#### [Exercise]
Locate the line that contains "Practice step: locate the cluster". Print it and each following line through the end of the listing, verbatim, and nothing more.

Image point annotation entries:
----

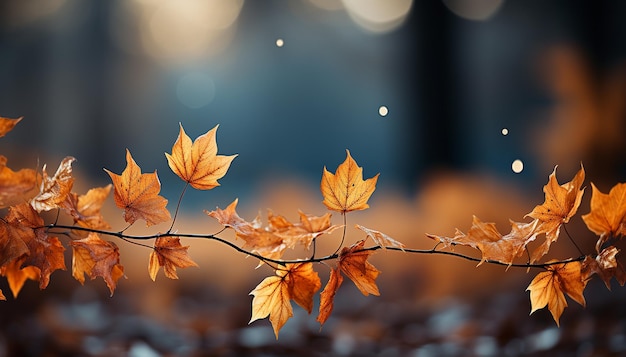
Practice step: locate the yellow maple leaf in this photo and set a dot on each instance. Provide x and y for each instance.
(96, 258)
(272, 297)
(353, 263)
(549, 288)
(561, 203)
(345, 190)
(198, 163)
(138, 194)
(607, 217)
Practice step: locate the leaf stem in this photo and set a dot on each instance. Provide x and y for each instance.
(343, 236)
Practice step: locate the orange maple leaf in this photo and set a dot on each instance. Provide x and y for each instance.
(96, 258)
(303, 232)
(198, 163)
(15, 186)
(45, 252)
(272, 297)
(327, 296)
(169, 254)
(85, 209)
(16, 275)
(606, 266)
(548, 288)
(12, 240)
(7, 124)
(138, 194)
(561, 203)
(353, 263)
(493, 245)
(345, 190)
(258, 239)
(54, 190)
(607, 217)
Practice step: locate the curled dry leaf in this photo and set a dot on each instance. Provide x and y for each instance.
(606, 266)
(272, 240)
(345, 190)
(85, 209)
(16, 186)
(44, 252)
(7, 124)
(327, 296)
(493, 245)
(272, 297)
(169, 254)
(96, 258)
(548, 288)
(353, 263)
(54, 190)
(138, 194)
(17, 276)
(303, 232)
(561, 203)
(198, 163)
(607, 217)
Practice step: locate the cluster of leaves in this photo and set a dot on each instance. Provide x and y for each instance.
(30, 248)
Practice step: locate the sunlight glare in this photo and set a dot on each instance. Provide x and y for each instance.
(517, 166)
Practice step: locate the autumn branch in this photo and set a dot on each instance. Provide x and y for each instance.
(30, 248)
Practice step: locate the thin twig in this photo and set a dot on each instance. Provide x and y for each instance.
(130, 238)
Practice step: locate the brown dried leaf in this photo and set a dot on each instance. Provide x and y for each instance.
(548, 288)
(345, 190)
(16, 186)
(198, 163)
(272, 296)
(169, 254)
(54, 190)
(96, 258)
(138, 194)
(561, 203)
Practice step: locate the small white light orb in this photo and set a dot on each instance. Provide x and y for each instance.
(517, 166)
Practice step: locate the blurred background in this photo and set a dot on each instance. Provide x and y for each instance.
(464, 107)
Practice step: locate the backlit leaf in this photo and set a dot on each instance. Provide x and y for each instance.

----

#### [Response to the exercise]
Practice step: locate the cluster of leaves in this photo and set a dot on each instance. Provide x and y for each instance.
(30, 248)
Practice step: locate the sunlight glare in this photo and set a dot on each instance. Provide x and y for each instance.
(517, 166)
Practice step: locate the autumn branch in this photo and set a dot on each instance. Provide x and y for each instance.
(30, 248)
Practice step: locate the thin twig in this photo and set a dot on each instance. Provide x and y for each instance.
(130, 238)
Practice step: locate the brown dried leaf in this photo and set a dot on each instance. Provide x and y for each instance.
(548, 288)
(345, 190)
(16, 186)
(198, 163)
(272, 296)
(169, 254)
(54, 190)
(96, 258)
(138, 194)
(561, 203)
Practice step: locate the small white light orb in this photo and set a dot on each instance. Provide x and y for each instance.
(517, 166)
Practice step: locate the blurred background in this photo and set a dot on each instance. Provide x and y for each instance.
(464, 107)
Practice step: locate the backlit leaf in this photo and set a dot on each instance. Provide x and y for each instance.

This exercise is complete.